WHAT IS REQUIRED:
Reproduce the material from the line that contains "Question. Give the pixel coordinates of a point on the woman's" through the end of the material, requests included, multiplying every coordinate in the answers by 2.5 and rounding to whole numbers with halves rounded up. Leave the requests and their sample outputs unchanged.

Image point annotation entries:
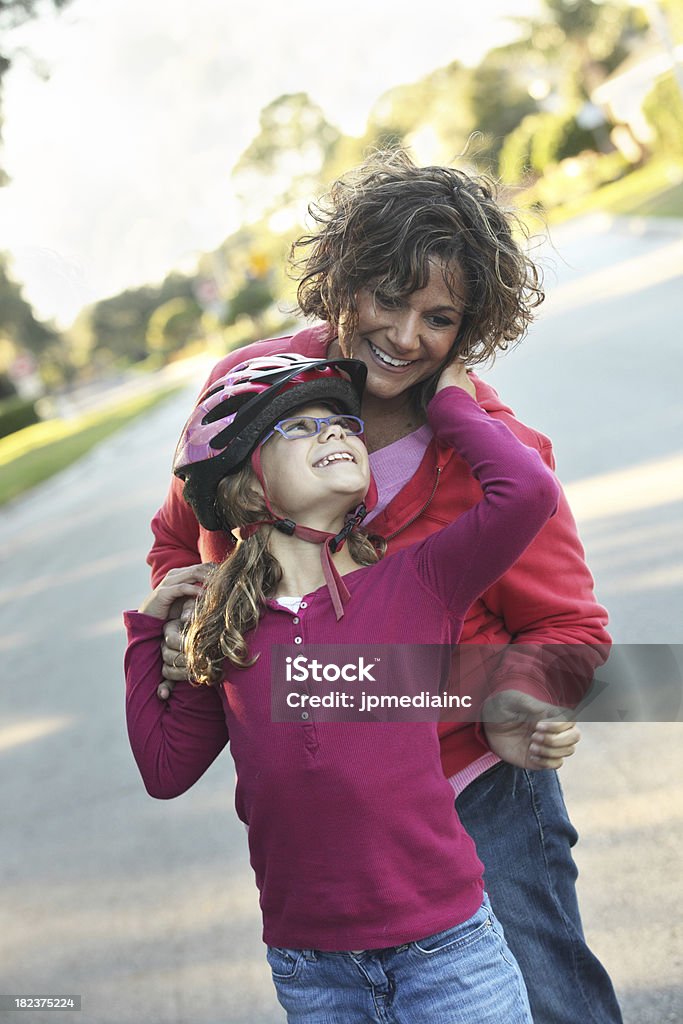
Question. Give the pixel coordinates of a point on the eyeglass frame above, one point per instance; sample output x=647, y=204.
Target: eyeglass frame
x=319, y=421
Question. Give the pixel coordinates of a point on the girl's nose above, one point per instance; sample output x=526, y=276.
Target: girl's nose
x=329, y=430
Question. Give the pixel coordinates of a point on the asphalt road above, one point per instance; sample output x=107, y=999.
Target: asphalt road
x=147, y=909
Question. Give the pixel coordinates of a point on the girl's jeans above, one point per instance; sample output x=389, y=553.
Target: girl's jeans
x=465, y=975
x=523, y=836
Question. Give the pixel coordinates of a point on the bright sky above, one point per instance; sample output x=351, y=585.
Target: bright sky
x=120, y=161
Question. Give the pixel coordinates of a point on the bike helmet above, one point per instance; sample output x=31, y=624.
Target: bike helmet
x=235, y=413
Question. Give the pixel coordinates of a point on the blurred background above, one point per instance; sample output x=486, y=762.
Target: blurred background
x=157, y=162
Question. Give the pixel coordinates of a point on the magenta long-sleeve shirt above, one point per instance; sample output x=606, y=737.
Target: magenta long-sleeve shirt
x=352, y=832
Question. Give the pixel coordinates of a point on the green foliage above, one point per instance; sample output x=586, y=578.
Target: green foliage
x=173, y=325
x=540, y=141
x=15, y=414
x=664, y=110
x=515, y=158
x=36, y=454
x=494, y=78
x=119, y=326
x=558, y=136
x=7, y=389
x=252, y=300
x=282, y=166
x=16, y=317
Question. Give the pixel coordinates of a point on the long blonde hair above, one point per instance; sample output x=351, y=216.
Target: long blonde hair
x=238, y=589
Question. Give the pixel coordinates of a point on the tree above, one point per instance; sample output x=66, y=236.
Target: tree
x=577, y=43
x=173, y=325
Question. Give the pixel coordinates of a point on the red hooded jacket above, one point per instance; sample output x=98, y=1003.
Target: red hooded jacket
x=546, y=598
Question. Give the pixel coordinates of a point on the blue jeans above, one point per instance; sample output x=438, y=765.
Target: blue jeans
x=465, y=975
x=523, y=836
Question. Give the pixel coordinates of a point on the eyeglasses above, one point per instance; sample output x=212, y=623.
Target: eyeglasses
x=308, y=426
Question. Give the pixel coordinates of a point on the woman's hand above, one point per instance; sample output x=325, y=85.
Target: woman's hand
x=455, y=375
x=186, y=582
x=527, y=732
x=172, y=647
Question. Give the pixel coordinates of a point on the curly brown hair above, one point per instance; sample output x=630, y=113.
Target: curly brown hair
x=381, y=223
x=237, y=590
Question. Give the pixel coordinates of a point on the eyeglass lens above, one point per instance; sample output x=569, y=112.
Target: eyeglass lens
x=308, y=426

EXERCISE OUTPUT:
Question. Give the pixel coordinates of a point on the woman's hand above, one point per instance; sample output x=325, y=85.
Target: woman's hand
x=1138, y=938
x=465, y=1455
x=1318, y=1830
x=430, y=1618
Question. Give the pixel coordinates of a point on the curly brown hair above, one point per instance; sample output x=630, y=113.
Target: curly brown hair
x=953, y=558
x=593, y=1475
Question. Give the pixel coordinates of a point on the eyeglass lens above, one point per instance; sample output x=569, y=112.
Target: eyeglass lens
x=770, y=1065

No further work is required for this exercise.